EXERCISE DESCRIPTION: Write out all of the records below word for word, leaving the pictures out of your answer.

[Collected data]
+-------+
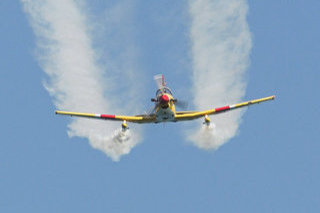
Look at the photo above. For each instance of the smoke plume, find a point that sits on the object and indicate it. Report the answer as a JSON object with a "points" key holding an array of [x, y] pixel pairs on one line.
{"points": [[221, 44], [76, 81]]}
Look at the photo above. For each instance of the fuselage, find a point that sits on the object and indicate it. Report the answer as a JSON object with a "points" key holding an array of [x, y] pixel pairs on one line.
{"points": [[165, 108]]}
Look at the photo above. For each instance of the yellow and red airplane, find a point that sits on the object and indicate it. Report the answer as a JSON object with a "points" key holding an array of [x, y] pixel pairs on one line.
{"points": [[164, 109]]}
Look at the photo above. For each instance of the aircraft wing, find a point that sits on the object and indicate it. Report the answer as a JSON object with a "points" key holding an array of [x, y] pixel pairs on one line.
{"points": [[190, 115], [133, 119]]}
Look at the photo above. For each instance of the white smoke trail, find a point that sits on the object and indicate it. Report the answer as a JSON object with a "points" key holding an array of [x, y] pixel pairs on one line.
{"points": [[221, 44], [65, 53]]}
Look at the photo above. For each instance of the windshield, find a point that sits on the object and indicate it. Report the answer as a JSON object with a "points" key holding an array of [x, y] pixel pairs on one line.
{"points": [[165, 90]]}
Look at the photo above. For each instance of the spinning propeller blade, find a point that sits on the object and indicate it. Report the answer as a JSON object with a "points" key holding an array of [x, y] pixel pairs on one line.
{"points": [[159, 79]]}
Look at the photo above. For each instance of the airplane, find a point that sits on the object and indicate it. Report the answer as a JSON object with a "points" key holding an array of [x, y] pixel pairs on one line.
{"points": [[164, 109]]}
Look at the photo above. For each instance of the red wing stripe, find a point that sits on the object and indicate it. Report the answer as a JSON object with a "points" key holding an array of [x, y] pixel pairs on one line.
{"points": [[107, 116], [221, 109]]}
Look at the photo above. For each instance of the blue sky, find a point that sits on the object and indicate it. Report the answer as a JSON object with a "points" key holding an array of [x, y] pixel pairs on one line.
{"points": [[271, 166]]}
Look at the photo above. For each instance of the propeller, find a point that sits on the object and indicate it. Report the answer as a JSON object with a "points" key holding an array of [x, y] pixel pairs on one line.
{"points": [[159, 79]]}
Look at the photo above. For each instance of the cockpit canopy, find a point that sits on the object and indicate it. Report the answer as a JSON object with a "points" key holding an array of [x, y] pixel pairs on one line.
{"points": [[163, 90]]}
+-------+
FULL RESPONSE:
Look at the photo above. For each instance of the smoke plume, find a point that sits on the object and indicate it. Report the answer as a JSON object with a "points" key holding an array of [x, y] pixel pairs on one line.
{"points": [[221, 44], [76, 81]]}
Look at the photo above. For each instance of the fuselage, find a point that sits on the object and indicate it. Report the answer as a JSON object with a "points" key holding an array of [x, y] pixel pairs on one line.
{"points": [[165, 108]]}
Look at the photo above. For each instance of the yellow and red airplane, find a point that sits on the object and indicate it. Report the answer as a JSON object with a "points" key holding an array of [x, y] pixel pairs on one line.
{"points": [[164, 109]]}
Look at the photo above. For each instance of the aircraft wing, find a point that sits on the object and indicate it. Report the answer as a JSON object with a "points" key holding an array of [x, y] pixel pairs on one line.
{"points": [[190, 115], [133, 119]]}
Look at the photo above. For each instance of the white smoke trail, find a point that sits on the object and indicate it. Report the answer as a JSON object with a "points" key holding an array of [x, y] pixel pairs on one line.
{"points": [[221, 44], [65, 53]]}
Look at the photo above. For each instance of the windshield, find a point that sits on the object and indicate it. Report the answer as a JSON object with a "points" key holding an array of [x, y] pixel pairs on one line.
{"points": [[165, 90]]}
Look at the photo above. For each instance of the spinning propeller blade, find a point that sits on the object and indicate it. Report the answer as a JSON object with a "points" key holding an array of [x, y] pixel pairs on one line.
{"points": [[159, 79]]}
Look at the photo above. For each instance of the airplane, find a point that sits on the object and indicate it. Report the answer as a JSON object with a "points" key holding an array of [x, y] pixel pairs on one line.
{"points": [[164, 109]]}
Look at the photo above. For each instance of the red wing stripe, find a point that sits on the object and indicate it. Report the answer as a JSON object with a "points" key holding an array of [x, y] pixel pairs on one line.
{"points": [[107, 116], [221, 109]]}
Look at the photo above. For each instance of the blue sky, find a point that sits on the object and indicate it. Report the answer as a JSON object with a "points" key holding an array of [x, y] pixel pairs on one line.
{"points": [[271, 166]]}
Look at the photo above. For each instance of the propeller, find a point that sits on the object and indicate it. Report the answer as a JSON object with a "points" key holding an array of [x, y] pixel pairs on one line.
{"points": [[159, 79]]}
Look at the photo above. For each instance of the cockpit canopy, find a point that sits on the object and indicate it. Report the answer as a JSON object with a "points" key holding an array of [x, y] pixel pairs on one line.
{"points": [[163, 90]]}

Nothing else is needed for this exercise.